## [Goal]
Emit the line that holds "the dark wood" and all lines following it through the end of the data, verbatim, and nothing else.

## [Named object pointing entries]
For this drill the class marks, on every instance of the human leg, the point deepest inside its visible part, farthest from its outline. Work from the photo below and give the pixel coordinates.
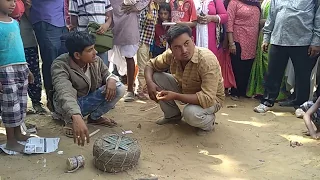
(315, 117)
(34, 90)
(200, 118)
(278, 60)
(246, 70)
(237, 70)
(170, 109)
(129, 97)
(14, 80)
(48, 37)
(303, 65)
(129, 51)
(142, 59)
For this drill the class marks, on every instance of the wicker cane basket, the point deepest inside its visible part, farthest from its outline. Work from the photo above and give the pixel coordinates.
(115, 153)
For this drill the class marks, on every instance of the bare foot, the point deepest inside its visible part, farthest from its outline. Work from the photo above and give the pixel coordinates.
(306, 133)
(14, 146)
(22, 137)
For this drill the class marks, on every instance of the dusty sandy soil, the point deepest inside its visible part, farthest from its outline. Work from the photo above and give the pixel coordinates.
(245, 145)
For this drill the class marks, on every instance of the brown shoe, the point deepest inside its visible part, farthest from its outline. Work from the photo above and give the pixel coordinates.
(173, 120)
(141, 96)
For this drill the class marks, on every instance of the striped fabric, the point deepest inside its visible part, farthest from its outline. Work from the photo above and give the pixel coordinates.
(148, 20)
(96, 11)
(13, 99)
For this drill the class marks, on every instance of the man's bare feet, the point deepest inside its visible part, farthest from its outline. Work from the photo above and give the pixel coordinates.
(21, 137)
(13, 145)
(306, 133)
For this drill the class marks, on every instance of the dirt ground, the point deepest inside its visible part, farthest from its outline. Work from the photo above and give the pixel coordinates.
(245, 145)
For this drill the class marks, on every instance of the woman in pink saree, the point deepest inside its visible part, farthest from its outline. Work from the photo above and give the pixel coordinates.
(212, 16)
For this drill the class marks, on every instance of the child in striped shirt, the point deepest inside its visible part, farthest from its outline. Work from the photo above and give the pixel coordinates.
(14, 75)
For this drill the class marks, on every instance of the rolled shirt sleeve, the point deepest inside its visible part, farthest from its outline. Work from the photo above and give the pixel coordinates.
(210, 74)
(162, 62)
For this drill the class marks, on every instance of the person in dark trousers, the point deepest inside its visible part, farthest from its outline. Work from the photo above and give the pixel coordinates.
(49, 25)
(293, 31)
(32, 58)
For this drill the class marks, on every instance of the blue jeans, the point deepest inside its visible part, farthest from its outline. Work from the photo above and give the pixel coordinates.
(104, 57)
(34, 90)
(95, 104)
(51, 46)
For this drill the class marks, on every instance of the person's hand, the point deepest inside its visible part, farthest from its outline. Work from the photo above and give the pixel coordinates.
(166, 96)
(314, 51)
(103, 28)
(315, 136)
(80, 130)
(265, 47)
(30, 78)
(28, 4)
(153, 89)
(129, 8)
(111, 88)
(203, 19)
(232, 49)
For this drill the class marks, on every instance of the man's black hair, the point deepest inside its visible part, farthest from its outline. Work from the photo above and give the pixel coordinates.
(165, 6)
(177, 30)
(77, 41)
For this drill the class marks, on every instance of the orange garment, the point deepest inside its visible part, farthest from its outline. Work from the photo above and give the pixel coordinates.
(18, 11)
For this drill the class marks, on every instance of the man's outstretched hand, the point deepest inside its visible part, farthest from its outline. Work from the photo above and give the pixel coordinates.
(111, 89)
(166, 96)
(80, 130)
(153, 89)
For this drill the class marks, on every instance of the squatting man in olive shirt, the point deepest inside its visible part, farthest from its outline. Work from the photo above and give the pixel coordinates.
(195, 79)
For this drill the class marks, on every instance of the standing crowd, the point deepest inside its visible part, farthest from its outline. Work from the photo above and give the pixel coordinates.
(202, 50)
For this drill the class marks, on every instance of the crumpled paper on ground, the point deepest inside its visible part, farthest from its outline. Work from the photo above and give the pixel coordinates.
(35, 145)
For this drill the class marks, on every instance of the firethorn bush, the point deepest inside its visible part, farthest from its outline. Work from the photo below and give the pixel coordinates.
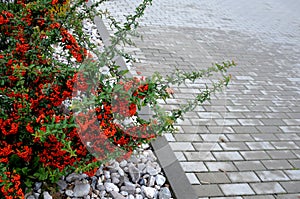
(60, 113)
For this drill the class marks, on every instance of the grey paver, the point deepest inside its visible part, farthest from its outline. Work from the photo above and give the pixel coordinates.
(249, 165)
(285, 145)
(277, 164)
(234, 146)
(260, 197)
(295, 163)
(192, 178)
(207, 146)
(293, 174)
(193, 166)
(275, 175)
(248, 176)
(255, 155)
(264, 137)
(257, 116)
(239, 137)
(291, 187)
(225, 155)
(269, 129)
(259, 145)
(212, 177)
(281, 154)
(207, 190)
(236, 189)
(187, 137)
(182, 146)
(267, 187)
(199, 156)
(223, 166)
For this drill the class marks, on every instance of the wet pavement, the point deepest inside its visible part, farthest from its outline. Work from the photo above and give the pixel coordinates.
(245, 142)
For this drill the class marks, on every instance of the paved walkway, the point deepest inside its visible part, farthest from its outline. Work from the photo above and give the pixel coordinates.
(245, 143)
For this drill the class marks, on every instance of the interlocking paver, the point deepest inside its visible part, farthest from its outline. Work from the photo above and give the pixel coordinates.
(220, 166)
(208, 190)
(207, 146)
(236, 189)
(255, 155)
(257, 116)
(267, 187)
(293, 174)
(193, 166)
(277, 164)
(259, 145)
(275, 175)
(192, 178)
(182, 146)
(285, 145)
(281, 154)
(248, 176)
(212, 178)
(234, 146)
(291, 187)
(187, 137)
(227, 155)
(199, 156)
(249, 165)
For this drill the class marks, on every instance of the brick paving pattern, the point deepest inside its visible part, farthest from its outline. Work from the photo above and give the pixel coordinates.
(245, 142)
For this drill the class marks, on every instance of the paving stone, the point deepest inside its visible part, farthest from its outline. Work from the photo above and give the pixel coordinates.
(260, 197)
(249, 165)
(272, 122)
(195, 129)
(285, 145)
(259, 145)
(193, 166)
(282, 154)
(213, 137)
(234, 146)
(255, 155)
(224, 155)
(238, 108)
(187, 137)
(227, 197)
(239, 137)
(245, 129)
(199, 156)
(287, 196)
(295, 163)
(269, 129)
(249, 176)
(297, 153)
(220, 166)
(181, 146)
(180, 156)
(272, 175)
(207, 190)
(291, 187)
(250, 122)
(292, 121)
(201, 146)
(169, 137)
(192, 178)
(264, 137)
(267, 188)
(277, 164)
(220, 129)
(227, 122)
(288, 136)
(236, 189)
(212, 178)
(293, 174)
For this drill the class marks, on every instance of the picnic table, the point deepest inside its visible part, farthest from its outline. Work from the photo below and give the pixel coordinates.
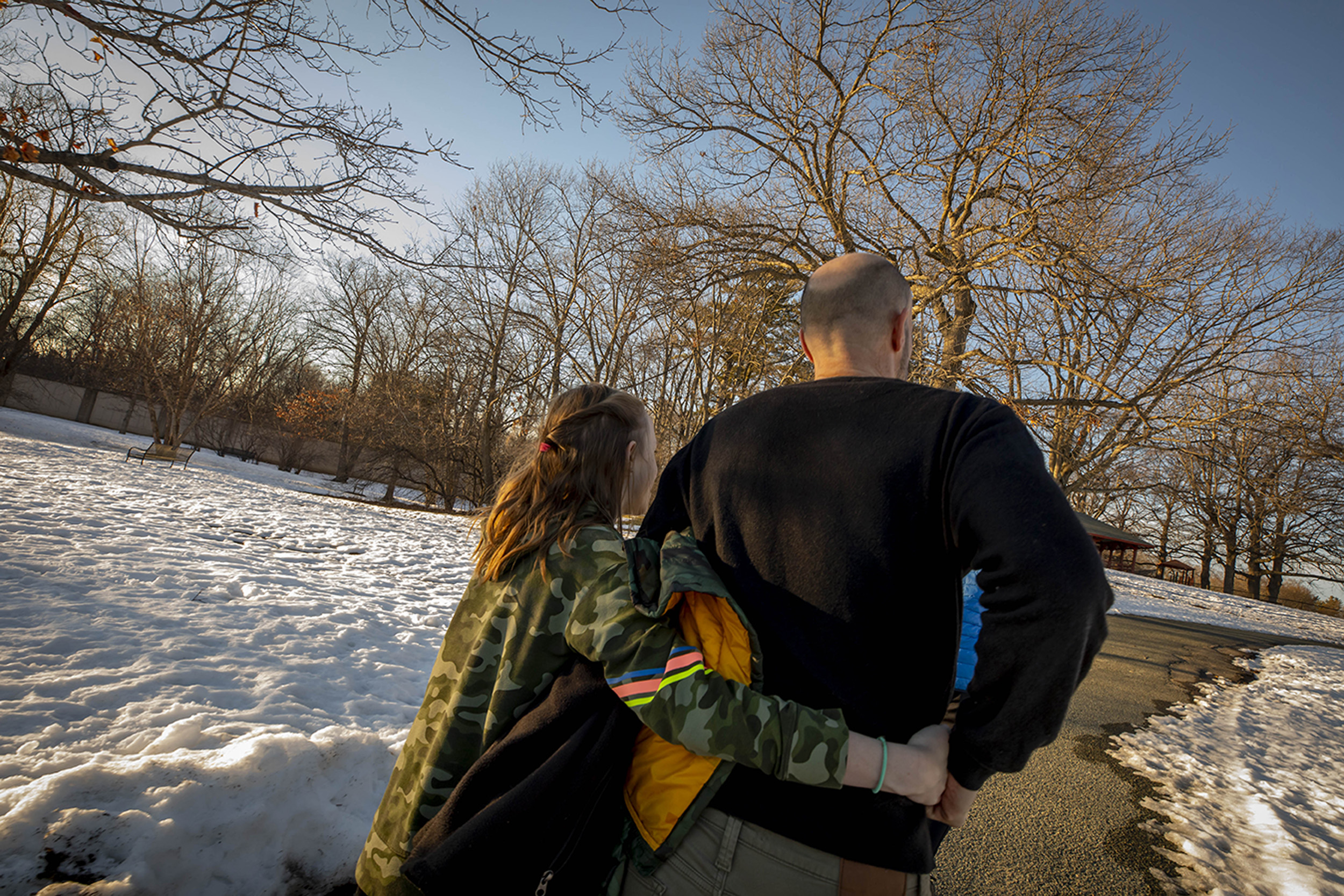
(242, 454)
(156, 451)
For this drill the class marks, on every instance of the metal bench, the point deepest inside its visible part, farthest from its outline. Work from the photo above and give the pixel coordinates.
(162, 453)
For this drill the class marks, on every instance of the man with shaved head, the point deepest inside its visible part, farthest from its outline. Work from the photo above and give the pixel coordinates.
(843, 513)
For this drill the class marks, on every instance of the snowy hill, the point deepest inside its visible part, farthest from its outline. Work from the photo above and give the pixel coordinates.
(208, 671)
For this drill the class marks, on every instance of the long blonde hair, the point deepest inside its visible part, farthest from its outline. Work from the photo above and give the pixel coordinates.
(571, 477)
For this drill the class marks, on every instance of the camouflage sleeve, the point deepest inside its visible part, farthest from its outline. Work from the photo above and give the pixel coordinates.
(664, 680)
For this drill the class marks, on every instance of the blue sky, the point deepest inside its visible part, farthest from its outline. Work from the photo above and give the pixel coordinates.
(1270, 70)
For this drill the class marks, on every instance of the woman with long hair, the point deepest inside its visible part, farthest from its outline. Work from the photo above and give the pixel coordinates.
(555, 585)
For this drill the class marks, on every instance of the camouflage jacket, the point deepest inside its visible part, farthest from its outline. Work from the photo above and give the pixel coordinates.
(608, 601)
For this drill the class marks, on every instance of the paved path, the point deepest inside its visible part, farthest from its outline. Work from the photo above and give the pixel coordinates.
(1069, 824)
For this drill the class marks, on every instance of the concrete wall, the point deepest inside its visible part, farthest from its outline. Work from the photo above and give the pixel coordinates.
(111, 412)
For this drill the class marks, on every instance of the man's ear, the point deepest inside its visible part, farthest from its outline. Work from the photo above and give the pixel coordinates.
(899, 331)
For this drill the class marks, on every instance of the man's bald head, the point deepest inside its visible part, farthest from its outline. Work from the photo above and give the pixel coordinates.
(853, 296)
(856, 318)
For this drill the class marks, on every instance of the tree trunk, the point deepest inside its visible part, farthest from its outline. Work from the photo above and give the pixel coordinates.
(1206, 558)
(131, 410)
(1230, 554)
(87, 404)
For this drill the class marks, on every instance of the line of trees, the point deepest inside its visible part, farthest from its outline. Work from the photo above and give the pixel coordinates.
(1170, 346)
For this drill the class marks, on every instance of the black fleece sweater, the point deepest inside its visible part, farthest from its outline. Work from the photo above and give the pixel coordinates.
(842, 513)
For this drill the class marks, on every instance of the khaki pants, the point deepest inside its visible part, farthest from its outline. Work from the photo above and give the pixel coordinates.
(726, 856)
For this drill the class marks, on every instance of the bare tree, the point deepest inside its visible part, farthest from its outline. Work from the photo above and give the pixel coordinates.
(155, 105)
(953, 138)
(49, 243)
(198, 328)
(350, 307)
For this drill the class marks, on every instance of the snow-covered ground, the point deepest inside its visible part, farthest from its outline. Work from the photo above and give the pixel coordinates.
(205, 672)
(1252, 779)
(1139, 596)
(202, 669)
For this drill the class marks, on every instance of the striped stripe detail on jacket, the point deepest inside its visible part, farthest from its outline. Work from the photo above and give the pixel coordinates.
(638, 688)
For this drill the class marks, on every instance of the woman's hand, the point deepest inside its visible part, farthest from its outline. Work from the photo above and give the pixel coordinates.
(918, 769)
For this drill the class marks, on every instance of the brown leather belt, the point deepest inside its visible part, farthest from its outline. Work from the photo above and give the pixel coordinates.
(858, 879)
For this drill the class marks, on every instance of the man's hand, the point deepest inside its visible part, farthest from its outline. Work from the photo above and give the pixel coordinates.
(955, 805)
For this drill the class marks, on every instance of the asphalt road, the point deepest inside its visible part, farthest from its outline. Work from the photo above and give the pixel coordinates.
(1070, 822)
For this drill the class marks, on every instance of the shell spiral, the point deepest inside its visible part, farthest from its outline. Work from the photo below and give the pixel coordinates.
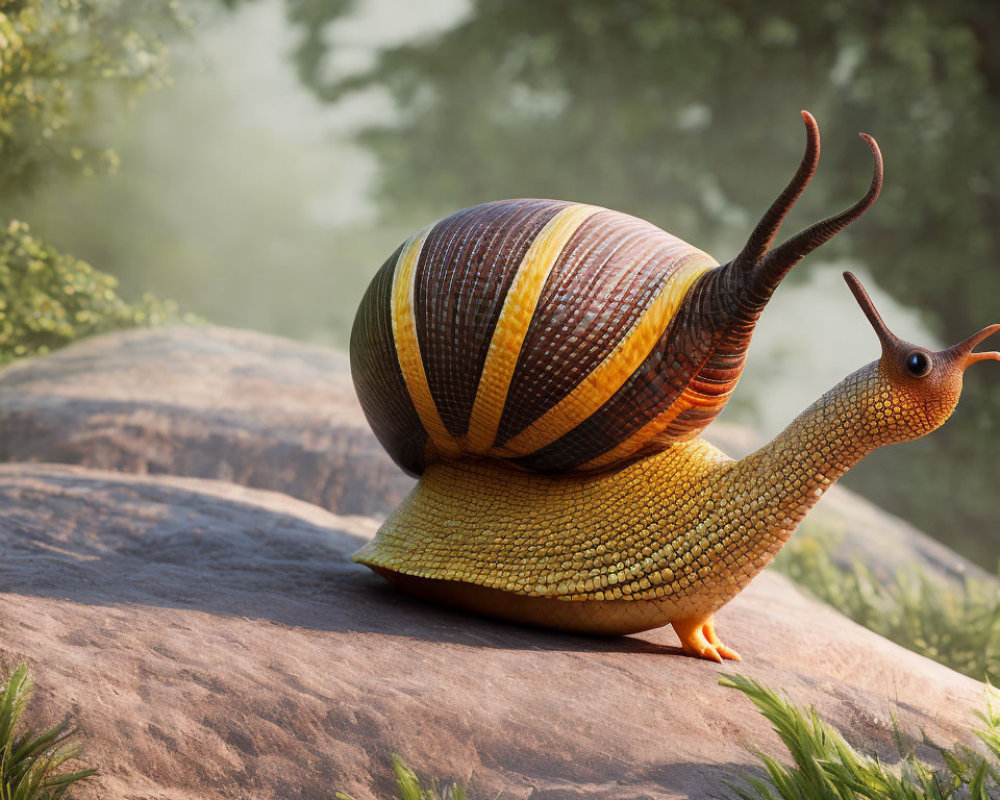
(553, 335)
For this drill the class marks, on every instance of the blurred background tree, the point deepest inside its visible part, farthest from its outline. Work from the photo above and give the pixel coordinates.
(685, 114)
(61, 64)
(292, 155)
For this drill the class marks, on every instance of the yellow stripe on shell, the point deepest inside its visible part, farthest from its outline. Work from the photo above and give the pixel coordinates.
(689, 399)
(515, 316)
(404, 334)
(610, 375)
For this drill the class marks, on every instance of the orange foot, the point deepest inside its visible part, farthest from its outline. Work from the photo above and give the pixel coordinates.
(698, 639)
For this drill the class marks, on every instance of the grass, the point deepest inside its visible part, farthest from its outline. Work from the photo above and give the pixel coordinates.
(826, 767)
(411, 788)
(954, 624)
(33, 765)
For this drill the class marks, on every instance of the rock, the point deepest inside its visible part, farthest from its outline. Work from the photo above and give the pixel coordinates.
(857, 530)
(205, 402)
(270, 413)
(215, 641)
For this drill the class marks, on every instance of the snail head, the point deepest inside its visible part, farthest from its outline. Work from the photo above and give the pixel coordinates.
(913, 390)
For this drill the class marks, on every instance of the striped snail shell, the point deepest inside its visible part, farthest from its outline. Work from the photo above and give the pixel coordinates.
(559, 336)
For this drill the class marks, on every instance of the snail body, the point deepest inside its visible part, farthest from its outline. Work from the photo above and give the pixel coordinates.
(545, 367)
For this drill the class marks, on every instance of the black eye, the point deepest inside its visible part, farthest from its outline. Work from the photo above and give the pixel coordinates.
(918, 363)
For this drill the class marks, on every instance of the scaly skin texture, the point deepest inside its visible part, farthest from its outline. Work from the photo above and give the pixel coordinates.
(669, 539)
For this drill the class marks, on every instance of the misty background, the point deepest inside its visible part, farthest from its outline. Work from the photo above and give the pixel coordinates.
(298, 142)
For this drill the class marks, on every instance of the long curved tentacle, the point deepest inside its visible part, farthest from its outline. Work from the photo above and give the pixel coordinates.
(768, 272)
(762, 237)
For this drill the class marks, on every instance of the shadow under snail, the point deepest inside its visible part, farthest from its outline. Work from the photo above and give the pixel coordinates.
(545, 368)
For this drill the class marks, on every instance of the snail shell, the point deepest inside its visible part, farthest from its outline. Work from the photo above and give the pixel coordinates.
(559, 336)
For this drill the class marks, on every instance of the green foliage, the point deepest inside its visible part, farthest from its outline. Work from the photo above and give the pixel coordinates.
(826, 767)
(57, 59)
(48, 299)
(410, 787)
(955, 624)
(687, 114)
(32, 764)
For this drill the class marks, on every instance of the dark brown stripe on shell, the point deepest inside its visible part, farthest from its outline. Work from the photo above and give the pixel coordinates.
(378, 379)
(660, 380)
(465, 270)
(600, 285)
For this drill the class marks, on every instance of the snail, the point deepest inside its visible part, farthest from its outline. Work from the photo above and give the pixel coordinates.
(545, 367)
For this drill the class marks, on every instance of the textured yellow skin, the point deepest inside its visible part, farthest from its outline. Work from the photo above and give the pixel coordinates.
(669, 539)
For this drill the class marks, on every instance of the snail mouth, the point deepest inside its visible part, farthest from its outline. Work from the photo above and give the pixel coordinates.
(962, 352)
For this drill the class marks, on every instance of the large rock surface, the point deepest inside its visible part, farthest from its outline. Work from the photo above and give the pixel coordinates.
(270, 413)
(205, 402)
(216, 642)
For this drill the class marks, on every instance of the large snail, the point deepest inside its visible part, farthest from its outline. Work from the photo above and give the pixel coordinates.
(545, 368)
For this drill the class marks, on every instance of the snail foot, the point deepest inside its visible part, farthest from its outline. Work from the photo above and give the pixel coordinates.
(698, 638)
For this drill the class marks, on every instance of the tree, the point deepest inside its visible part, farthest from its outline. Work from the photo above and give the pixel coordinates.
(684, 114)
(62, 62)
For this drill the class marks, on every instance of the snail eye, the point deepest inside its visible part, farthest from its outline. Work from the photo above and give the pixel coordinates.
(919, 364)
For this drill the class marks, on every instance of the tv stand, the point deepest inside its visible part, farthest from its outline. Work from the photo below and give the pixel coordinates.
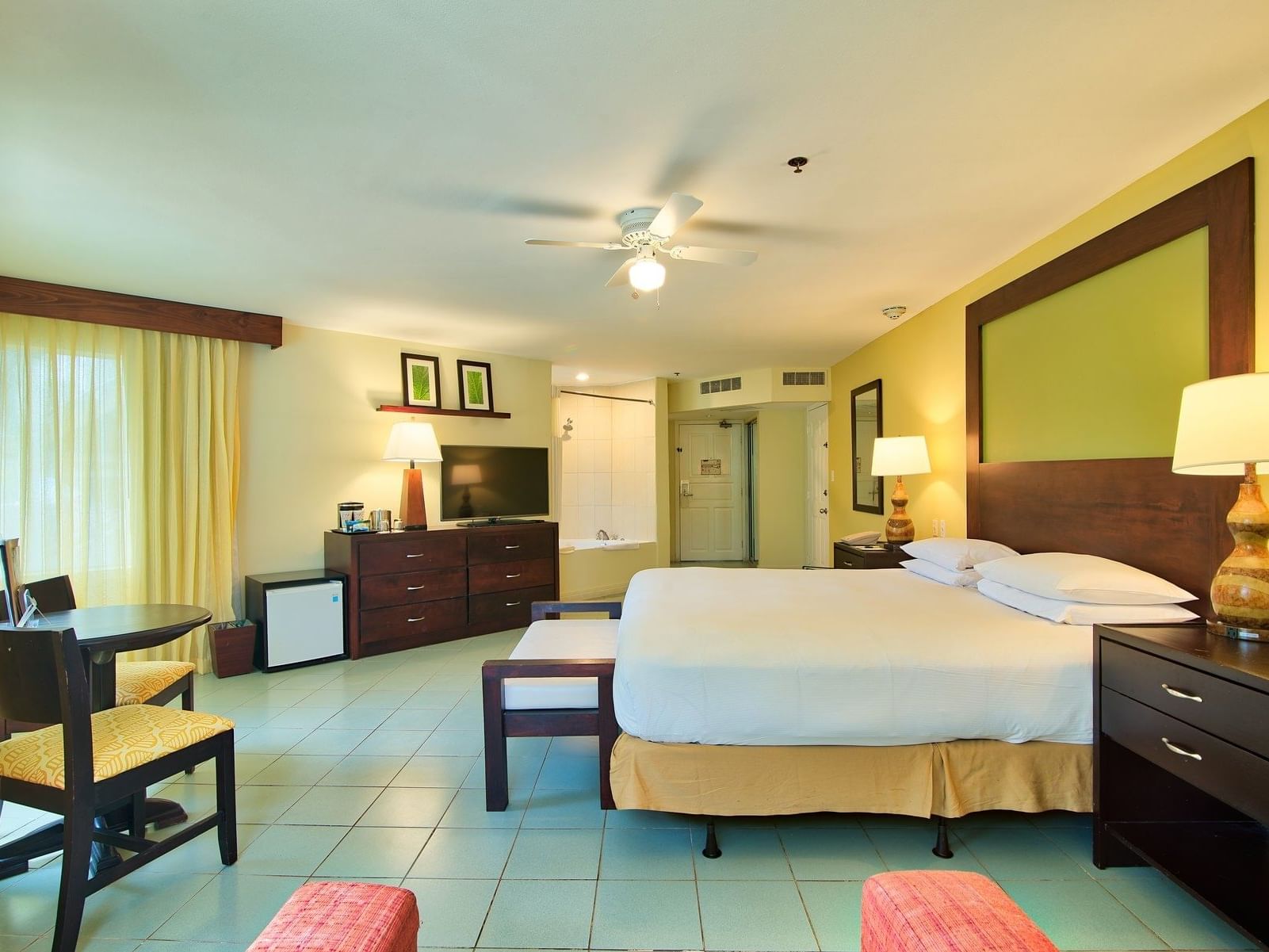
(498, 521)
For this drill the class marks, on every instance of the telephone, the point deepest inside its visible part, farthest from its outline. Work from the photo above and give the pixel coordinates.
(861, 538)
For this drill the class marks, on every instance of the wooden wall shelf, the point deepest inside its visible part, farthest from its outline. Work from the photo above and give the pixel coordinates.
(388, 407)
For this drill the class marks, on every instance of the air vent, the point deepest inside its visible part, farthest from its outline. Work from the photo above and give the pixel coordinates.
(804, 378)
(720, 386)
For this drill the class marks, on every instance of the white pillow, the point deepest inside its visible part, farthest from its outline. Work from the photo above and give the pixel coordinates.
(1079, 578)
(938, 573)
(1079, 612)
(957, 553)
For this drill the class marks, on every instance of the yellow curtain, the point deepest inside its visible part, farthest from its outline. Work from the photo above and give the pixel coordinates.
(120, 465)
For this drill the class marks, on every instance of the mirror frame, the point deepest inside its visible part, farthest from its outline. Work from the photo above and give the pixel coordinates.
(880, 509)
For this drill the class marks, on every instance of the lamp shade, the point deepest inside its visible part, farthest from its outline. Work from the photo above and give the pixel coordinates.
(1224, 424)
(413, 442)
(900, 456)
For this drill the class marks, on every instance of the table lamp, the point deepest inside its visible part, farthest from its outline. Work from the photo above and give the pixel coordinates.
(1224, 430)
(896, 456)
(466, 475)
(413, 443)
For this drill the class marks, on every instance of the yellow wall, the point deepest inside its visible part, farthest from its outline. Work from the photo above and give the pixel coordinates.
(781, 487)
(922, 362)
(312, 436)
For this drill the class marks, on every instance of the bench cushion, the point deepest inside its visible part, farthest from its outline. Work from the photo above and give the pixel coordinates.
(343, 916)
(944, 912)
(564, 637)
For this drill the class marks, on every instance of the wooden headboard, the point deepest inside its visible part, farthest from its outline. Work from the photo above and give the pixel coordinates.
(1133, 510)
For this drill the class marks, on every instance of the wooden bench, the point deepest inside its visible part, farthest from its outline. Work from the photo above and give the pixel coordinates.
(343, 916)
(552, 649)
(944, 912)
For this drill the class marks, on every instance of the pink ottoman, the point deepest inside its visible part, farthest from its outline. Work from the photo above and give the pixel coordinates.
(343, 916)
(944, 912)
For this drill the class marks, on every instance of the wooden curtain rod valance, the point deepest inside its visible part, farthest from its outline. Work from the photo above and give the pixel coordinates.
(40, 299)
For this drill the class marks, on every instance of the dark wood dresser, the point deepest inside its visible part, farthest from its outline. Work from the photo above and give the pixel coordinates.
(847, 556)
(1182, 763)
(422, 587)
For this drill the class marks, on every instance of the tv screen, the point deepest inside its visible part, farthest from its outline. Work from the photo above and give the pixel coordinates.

## [Expected answer]
For this drill the class marks, on every instance of the dark wood dresser, the point deepest inside its visible part, farthest from its outline. Work from the photo above and give the pixel coordinates.
(847, 556)
(1182, 763)
(422, 587)
For this drill the class marks, on every instance of the tv screen, the point deepest inside its visible part, farthest from its outline. Work from the photo above and give the pixel coordinates.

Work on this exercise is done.